*** Opening INPUT RECORDS ***
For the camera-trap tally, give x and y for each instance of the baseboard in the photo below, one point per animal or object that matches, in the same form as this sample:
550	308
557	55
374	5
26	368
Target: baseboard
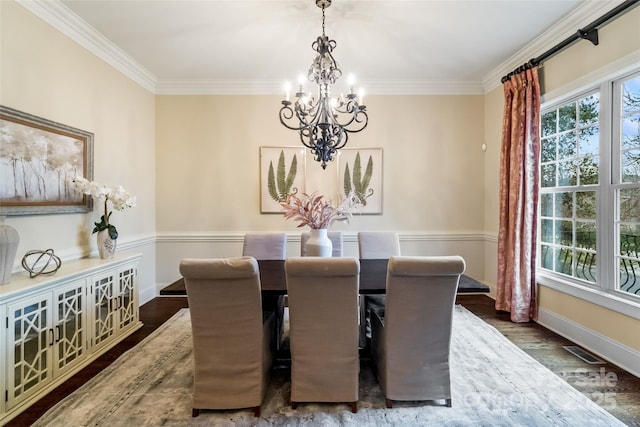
625	357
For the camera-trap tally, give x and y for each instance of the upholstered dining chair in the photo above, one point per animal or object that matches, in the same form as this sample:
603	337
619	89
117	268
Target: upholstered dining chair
334	236
374	245
323	328
266	245
232	339
411	339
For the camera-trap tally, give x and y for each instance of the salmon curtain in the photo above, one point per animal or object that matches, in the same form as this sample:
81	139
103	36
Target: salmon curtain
519	187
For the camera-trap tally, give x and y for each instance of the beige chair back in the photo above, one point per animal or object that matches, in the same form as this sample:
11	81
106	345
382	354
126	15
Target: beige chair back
378	244
410	347
265	245
334	236
323	310
231	342
374	245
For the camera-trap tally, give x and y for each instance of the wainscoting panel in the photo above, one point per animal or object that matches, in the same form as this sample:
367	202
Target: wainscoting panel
625	357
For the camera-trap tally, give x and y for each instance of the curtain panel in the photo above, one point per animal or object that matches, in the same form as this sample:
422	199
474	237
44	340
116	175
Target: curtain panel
519	188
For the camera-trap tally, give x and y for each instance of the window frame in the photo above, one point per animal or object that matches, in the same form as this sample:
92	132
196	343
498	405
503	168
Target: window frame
603	292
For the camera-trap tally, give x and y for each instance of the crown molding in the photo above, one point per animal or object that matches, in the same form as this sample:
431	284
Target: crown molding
269	87
582	16
68	23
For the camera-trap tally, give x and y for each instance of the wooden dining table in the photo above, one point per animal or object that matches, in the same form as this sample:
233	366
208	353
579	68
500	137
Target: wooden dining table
373	279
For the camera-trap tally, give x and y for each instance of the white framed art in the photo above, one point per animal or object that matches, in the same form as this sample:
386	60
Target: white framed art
282	172
360	171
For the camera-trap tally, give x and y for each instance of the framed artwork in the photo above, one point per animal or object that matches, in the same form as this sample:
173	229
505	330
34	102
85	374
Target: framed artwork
37	159
360	171
282	172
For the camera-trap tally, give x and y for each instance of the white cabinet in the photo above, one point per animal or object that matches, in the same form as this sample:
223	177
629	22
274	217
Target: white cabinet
54	326
114	304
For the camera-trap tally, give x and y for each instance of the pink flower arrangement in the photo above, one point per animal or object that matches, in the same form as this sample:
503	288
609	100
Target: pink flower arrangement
315	211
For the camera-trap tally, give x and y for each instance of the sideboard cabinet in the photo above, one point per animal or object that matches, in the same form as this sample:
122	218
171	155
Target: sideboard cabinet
53	326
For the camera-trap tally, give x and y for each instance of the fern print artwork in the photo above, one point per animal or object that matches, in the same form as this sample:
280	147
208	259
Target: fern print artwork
282	172
359	183
281	185
360	173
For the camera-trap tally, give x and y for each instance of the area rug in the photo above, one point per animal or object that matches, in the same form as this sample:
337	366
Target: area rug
494	383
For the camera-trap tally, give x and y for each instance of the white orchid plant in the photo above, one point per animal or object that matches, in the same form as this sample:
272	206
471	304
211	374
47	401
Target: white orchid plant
118	196
315	211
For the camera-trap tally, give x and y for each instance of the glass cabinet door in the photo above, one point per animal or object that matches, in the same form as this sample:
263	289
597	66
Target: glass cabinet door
103	314
29	359
128	309
70	330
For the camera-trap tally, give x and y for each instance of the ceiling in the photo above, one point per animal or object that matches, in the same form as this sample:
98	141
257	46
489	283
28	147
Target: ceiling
254	46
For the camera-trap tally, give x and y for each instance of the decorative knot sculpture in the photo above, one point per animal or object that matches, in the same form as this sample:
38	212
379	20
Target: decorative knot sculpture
46	262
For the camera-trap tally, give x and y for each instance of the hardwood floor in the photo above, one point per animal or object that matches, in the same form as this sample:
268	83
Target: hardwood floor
613	388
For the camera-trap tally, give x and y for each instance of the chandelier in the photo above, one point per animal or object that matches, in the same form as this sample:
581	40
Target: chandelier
324	123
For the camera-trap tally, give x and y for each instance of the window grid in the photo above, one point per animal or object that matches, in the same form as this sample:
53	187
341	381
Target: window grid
590	188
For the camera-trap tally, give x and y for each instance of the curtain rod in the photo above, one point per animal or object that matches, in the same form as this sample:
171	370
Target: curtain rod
590	32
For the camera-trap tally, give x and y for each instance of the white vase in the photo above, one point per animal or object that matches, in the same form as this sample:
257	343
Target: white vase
9	239
319	243
106	245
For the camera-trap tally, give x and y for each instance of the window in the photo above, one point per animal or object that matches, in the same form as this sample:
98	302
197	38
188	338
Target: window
590	189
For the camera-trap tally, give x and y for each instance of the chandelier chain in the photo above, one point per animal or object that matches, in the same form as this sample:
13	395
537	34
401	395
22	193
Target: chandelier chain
324	123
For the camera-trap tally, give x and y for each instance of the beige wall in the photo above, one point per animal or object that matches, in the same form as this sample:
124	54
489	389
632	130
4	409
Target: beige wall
208	163
617	40
47	75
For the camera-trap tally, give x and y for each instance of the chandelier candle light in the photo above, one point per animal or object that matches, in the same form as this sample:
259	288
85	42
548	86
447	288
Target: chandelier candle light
324	123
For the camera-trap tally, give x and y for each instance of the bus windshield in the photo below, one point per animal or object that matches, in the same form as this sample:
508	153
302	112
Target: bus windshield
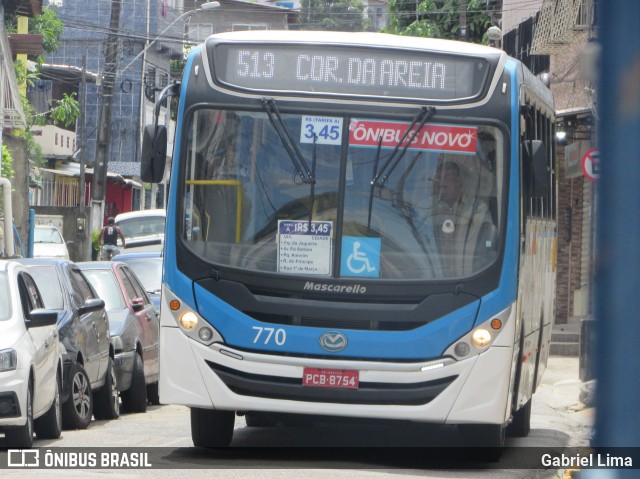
432	212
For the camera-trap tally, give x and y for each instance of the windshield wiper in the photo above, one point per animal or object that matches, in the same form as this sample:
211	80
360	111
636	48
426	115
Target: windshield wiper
373	185
295	155
422	116
379	178
312	192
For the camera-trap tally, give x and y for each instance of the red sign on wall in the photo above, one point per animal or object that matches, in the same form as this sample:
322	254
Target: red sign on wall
433	137
591	164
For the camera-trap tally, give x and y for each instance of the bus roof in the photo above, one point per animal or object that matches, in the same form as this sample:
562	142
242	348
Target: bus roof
358	39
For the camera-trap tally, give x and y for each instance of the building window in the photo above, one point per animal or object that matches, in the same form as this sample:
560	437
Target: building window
236	27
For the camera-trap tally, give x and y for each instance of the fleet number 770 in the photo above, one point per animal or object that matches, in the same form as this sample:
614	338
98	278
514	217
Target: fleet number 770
279	335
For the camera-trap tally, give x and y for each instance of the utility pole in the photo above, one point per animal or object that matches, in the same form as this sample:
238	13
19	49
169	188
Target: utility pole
464	35
100	166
*** Closing INPUT RECORDS ***
Could you reproduce every record above exactly, leaving out the pictures?

— ANSWER BOX —
For the camera-trap tally, give x and y for each instance of the baseboard in the photo below, one point per animal or object that matches, in the same form as this sample:
550	308
557	55
374	5
26	368
Target: baseboard
625	357
For the camera-trap tally, give x and y for each instance of the upholstered dining chair in the photo above, one point per animal or object that matches, in the same form as this sample:
603	337
619	89
117	268
Target: upholstered dining chair
334	236
374	245
323	328
266	245
232	339
411	339
For the camera-trap tally, give x and y for each instance of the salmon curtain in the photo above, one point per animal or object that matches, in the same form as this sample:
81	139
103	36
Target: salmon curtain
519	187
For the camera-trap tally, give x and y for each instance of the beige chair back in the photo above, one point per animal or object that matches, in the same form as this sample:
11	81
106	345
382	354
126	15
Target: beige chair back
378	244
410	347
265	245
334	236
323	310
231	342
374	245
For the camera-trap tally, give x and y for each instance of the wainscoting panel in the photo above, one point per animal or object that matches, in the same form as this sample:
367	202
Target: wainscoting panel
625	357
For the camera-trap tally, give x and y for each instance of the curtain panel in the photo above, one point per animal or object that matches, in the same form as this sample:
422	199
474	237
44	340
116	175
Target: curtain panel
519	188
For the camera-trap tally, give x and y for each instance of the window frame in the photo above, one point per animal or object that matches, in the same form as this sample:
92	132
196	343
498	405
503	168
Target: window frame
603	292
For the camera-trap tally, give x and y for each instance of the crown molding in the photo above, one point per animal or object that matches, in the same form as this sample:
431	284
Target: crown molding
269	87
582	16
68	23
For the camera-trap tally, give x and y for each instance of the wooden dining table in the photo above, one point per animal or object that matches, in the same form as this sample:
233	366
208	353
579	68
500	137
Target: wooden dining table
373	279
For the camera-trap tally, give x and y for each instance of the white framed art in the photo above, one point per animal or object that matches, in the same form as this sample:
386	60
Target: white framed art
282	172
360	171
For the camera-trap tally, give x and y for each instance of the framed artwork in the photo above, one point per animal or object that matches, in the same form as this sample:
173	229
505	330
34	102
85	374
Target: framed artwork
37	159
360	171
282	172
For the camera-trap tally, give x and y for each instance of the white cabinet in the photo above, one point per animal or object that matches, in the same form as this sample:
223	177
629	22
274	217
Target: white cabinet
54	326
114	304
For the camera-trap tally, give x and y for each instance of the pink flower arrangement in the photo above, one point per animal or object that matches, in the same form as this sample:
503	288
609	100
Target: pink flower arrangement
315	211
For the camera-trap tally, give x and y for each instance of the sideboard cabinet in the photo above, one point per animal or object that matches, in the same form as this sample:
122	218
171	155
Target: sideboard cabinet
53	326
For the camera-trap tally, give x and y for each instance of the fern print artwork in the photo above, one point per animal or object that matches, in the same form as this sample:
280	147
208	259
Target: fern print artwork
282	172
359	183
281	185
360	173
For the camera-trap tally, give x and y for each instance of the area rug in the photo above, one point per animal or object that matches, in the same form as this sample:
337	366
Target: area rug
494	383
For the camera-trap tally, give x and y for each instance of the white orchid plant in the photo above, one point per animal or object that matches, in the same form as this sample:
272	206
471	304
211	374
47	401
Target: white orchid plant
118	196
315	211
For the camera-trap tally, give x and y for each instance of the glass cabinet door in the photo above, one point per animal or object that matches, in the same form as this sample:
263	289
597	66
Target: glass cabinet door
103	314
29	359
128	309
70	330
For the camera-trap tally, give x and y for each instance of the ceiling in the photo above, one point per animal or object that matches, in the same form as this sample:
98	141
257	46
489	283
28	147
Target: ceiling
254	46
For the camera-trap tally, give x and y for each instance of the decorative knot sculpture in the photo above, one point per animal or object that matches, in the same form as this sample:
38	212
379	20
Target: decorative knot sculpture
46	262
For the camera-trap tally, give x and y for each instance of the hardwood floor in the photo above, one point per animal or object that matches, in the same form as this sample:
268	83
Target: hardwood floor
613	388
For the camera-trap tally, give x and y for each instance of the chandelier in the photo above, one point per animal or object that matches, in the same form as this sample:
581	40
Target: chandelier
324	123
For the camera-trap tally, give x and y for each instance of the window grid in the photo above, one point per animal or object that matches, in the same form as this sample:
53	187
341	381
Target: window grid
590	188
For the camera-trap tally, give x and y for each instance of the curtain rod in the photo above, one point per animal or object that matches, in the same form as this sample:
171	370
Target: curtain rod
590	32
For the camera-trap tally, give x and y for each instance of the white vase in the photo above, one point per animal or object that matches, in the same form as this sample:
257	343
Target: white vase
9	239
319	243
106	245
For the camera-trap tally, give x and y for each instance of the window in the photo above, one point per animal or object that matches, in the same form as this sample:
98	302
197	38
188	338
Target: window
590	189
For the camera-trap tally, give x and y for each instance of the chandelier chain in the photo above, one point per animal or object that matches, in the same form as this sample:
13	395
537	34
401	395
22	193
Target: chandelier chain
324	123
For the camera-trap tally, give x and y for each instance of the beige wall in the photo above, one point per animal or object that matches, in the same form as this sample:
124	54
489	389
632	130
4	409
Target: beige wall
208	163
617	40
47	75
For the camera-trap tally, give x and y for each instance of the chandelier candle light in the photo above, one point per animal or object that matches, in the same form as this sample:
259	288
85	42
548	86
447	288
Target: chandelier candle light
324	123
For the camera-trap tally, give x and y for each instance of the bus windshield in the photo below, one point per animal or object that matches, in the same form as this sample:
508	153
302	112
Target: bus windshield
432	212
For the camera-trap tally, give x and y for each instance of the windshield wiper in the photo above, one point per animal or object that matches, in the same form as this sample:
211	80
360	111
636	48
426	115
Target: windshield wiper
373	185
295	155
422	116
379	178
312	192
For the camera-trap tally, give x and y for each instance of the red sign on wall in the photo above, one point per animal or object that matches, in the same form as this sample:
322	254
Target: red sign on wall
433	137
591	164
For the camera-trap tally, give x and y for each instance of the bus roof in the photo above, one point per animal or object that matches, in the same form as this sample:
562	142
242	348
Target: bus roof
358	39
For the camera-trap tally, give x and y for each instance of the building window in the photo above, one point per animal or object that matches, in the same form as this sample:
560	437
Target: building window
236	27
For the camera-trap tally, give x and y for each instance of the fleet number 770 in the photo above, one point per animal or object that matches, in the same form as this sample:
614	338
98	278
514	217
Target: fleet number 770
279	335
For the camera-trap tally, give x and y for each instance of the utility pole in the photo above, one point per animal or object that matches, in the same form as this sample:
238	13
19	49
169	188
Target: utility pole
464	35
100	166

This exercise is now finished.